## TEXTO DE ORIGEM:
● ● ● ● ●

Com uma nota daquelas, não quis deixar fugir a oportunidade
de fazer uma especialidade.
Quanto a mim, a paixão pela Psiquiatria já
vinha da faculdade, como relatei. E, naquela altura, angustiado
como andava, com as minhas crises de pânico no auge
fiz o que se diz que fazem todos os médicos que vão
para Psiquiatria – escolhi essa especialidade a ver
se me curava de vez!
Inscrevi-me, então, como interno da especialidade
de Psiquiatria no Hospital Miguel Bombarda, que até
fica ali perto da Estefânia – podíamos
ir e vir juntos para o emprego…
No Bombarda, fiquei na equipa do Dr. Guilherme Ferreira
e comecei o meu internato no dia 4 de Agosto, sob a orientação
da Dra. Inês Silva Dias.
Aguentei-me até ao final de 1984. No início
do ano seguinte, concorremos para Clínica Geral e,
em Março de 1985, já estávamos na Unidade
de Saúde do Monte de Caparica. Quando abandonei a
Psiquiatria, um colega especialista, o Dr. Jacinto Nunes,
resumiu a minha decisão de uma forma exemplar: “vieste
ao cemitério, puseste as flores e foste-te embora…”
Mas estou a adiantar-me.

● ● ● ● ●

## SECÇÃO DE DADOS:
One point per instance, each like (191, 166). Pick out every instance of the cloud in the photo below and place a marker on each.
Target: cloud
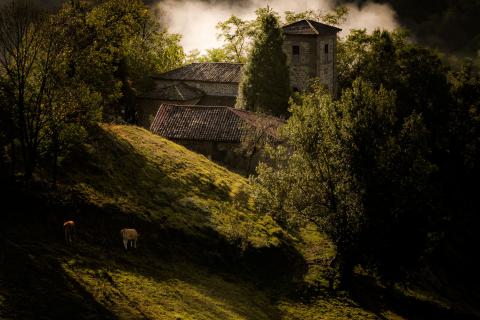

● ● ● ● ●

## ENUNCIADO A:
Altere o trecho do texto de origem que começa nas palavras "Com uma nota" e termina depois de "curava de vez!", substituindo "crises de pânico" por "crises de ansiedade", e apresente-o assim modificado.
## ENUNCIADO B:
Traduza para inglês esta frase do texto de origem: "No Bombarda, fiquei na equipa do Dr. Guilherme Ferreira e comecei o meu internato no dia 4 de Agosto, sob a orientação da Dra. Inês Silva Dias."
## ENUNCIADO C:
Responda com base no texto de origem:
(i) Em que hospital o autor se inscreveu como interno da especialidade de Psiquiatria?
(ii) Em que mês e ano já estavam na Unidade de Saúde do Monte de Caparica?
(iii) Que colega especialista resumiu a decisão de abandonar a Psiquiatria?
Baseie-se unicamente no texto de origem.

## RESOLUÇÃO A:
Com uma nota daquelas, não quis deixar fugir a oportunidade
de fazer uma especialidade.
Quanto a mim, a paixão pela Psiquiatria já
vinha da faculdade, como relatei. E, naquela altura, angustiado
como andava, com as minhas crises de ansiedade no auge
fiz o que se diz que fazem todos os médicos que vão
para Psiquiatria – escolhi essa especialidade a ver
se me curava de vez!

## RESOLUÇÃO B:
At the Bombarda, I joined Dr. Guilherme Ferreira's team and began my residency on August 4, under the supervision of Dr. Inês Silva Dias.

## RESOLUÇÃO C:
(i) No Hospital Miguel Bombarda.
(ii) Em Março de 1985.
(iii) O Dr. Jacinto Nunes.